* _Work to be completed_
Leave out any pictures and transcribe all other data below exactly.
# # # # #
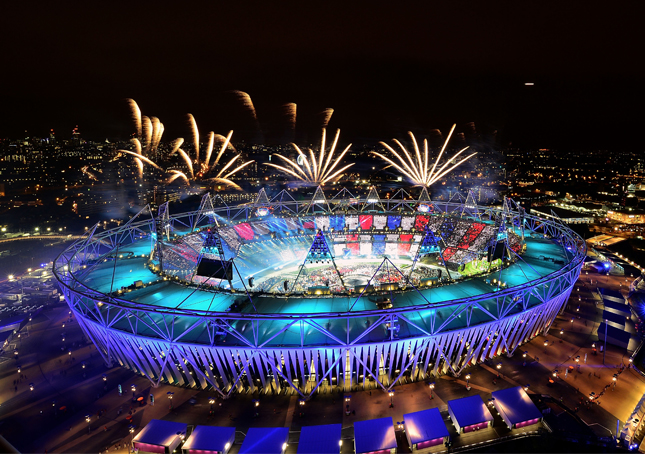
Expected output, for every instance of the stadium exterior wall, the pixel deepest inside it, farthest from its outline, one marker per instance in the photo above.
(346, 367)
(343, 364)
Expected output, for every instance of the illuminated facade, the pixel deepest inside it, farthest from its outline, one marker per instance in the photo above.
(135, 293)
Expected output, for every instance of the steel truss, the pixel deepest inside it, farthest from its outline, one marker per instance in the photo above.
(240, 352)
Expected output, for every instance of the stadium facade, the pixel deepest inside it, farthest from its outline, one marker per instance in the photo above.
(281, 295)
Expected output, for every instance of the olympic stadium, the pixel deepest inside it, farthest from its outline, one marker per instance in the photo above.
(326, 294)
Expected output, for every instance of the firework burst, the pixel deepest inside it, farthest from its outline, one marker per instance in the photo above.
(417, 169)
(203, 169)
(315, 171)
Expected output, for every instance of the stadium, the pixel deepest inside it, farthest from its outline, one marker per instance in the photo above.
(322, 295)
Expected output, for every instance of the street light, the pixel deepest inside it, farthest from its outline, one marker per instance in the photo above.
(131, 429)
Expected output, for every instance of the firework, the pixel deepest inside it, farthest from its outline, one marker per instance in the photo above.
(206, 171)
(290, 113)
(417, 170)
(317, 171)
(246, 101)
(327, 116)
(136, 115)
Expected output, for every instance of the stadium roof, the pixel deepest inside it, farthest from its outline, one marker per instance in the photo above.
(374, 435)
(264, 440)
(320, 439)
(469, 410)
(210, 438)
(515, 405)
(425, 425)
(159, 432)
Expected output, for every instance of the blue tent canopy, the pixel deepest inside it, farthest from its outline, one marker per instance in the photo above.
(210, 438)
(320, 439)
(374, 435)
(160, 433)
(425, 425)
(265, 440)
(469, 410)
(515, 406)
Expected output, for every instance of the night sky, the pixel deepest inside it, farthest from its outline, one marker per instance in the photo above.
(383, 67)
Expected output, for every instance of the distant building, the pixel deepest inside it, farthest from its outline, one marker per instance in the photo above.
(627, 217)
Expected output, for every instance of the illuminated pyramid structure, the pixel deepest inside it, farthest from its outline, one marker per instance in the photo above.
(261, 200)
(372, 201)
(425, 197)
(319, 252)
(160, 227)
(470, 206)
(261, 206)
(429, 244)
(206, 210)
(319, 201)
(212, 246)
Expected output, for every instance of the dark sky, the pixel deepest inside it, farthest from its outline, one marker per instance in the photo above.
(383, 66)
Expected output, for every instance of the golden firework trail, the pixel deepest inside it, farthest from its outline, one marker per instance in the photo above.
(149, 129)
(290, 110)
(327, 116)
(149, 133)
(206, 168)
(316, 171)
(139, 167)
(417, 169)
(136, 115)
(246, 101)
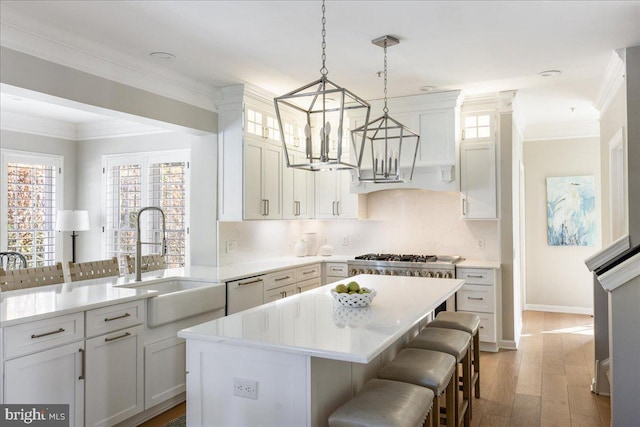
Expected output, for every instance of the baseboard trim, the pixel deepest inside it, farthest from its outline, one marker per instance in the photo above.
# # # # #
* _Finished task_
Expected output, for every instance of the stadium exterior wall, the pixel deepest inside it, farthest from its outline, one marker per instance in the photo above.
(346, 367)
(343, 364)
Expected output, for every instance of the illuminated facade, the pixel deepest inside it, farthest from its outline, one marker per instance in the photo above.
(135, 293)
Expected output, for every instance of the steel truss, the pixel deepest inside it, farthest from its outline, one marker per instance in the photo above.
(240, 352)
Expected output, for every instance of the stadium facade, the pixel deepest inside it, farthest from its outline, one marker per instance in the photo above.
(281, 295)
Expected output, for every instance of the olympic stadium, the pixel deepest inside it, farthest from its outline, one marker per instance in the photo above.
(326, 294)
Expected output, for every instance of the firework burst, the pixel deepest inside it, farthest from its outline, one marker per instance in the photo above.
(417, 169)
(203, 169)
(315, 171)
Expected output, for every instance of the stadium, the pixel deepest inside it, farthest from its outline, one marker per instance in the photo above.
(322, 295)
Expected output, for every instance of the street light, the pixel deepest inside it, farthest from its outline, one marker per instance in the photo above.
(131, 429)
Expected output, for every instance of the firework, the pixel deepest inside it, farthest from its outline, one marker per instance in the photo above.
(206, 171)
(290, 113)
(417, 170)
(317, 171)
(246, 101)
(327, 116)
(136, 115)
Expected output, for every instance of the stadium roof, the pixel deepest inside it, farthest from its outline, one marker per instance in the photo above.
(374, 435)
(264, 440)
(320, 439)
(469, 410)
(210, 438)
(515, 405)
(425, 425)
(159, 432)
Expected output, for every instance of the blue tent canopy, the pixel deepest inside it, farthest from its outline, one marker per instance in the photo above.
(210, 438)
(320, 439)
(374, 435)
(160, 433)
(425, 425)
(265, 440)
(469, 410)
(515, 406)
Expected output, for every instance of the night sky, the pixel deepest inside it, farthest from its outline, one marker per instance in the photo above.
(383, 67)
Expected output, for every instance of the distant building, the pixel deepest inside it, farthest from its outline, one marker per instance in the photo above.
(627, 217)
Expected output, for every instance of the illuminated pyramid structure, the pixel deepest inside it, farthest from its outline, one marker per instance in the photo above.
(261, 200)
(372, 201)
(425, 197)
(319, 252)
(160, 227)
(470, 206)
(261, 206)
(429, 244)
(206, 210)
(319, 201)
(212, 246)
Expected output, for every instance of the dark sky, the pixel deepest inside it, farthest from its outline, one marker per instance in the photo above.
(383, 66)
Expected output, for every instance of the golden firework trail, the pixel deepest inside it, farthest from its outline, one marker per instance in the photo above.
(149, 129)
(290, 110)
(327, 116)
(149, 133)
(206, 168)
(316, 171)
(139, 167)
(417, 169)
(136, 115)
(246, 101)
Expected output, for every instance of the baseboard trim, the pixel deepest inside it, farthest from its outline, one marker per instance in the photo above.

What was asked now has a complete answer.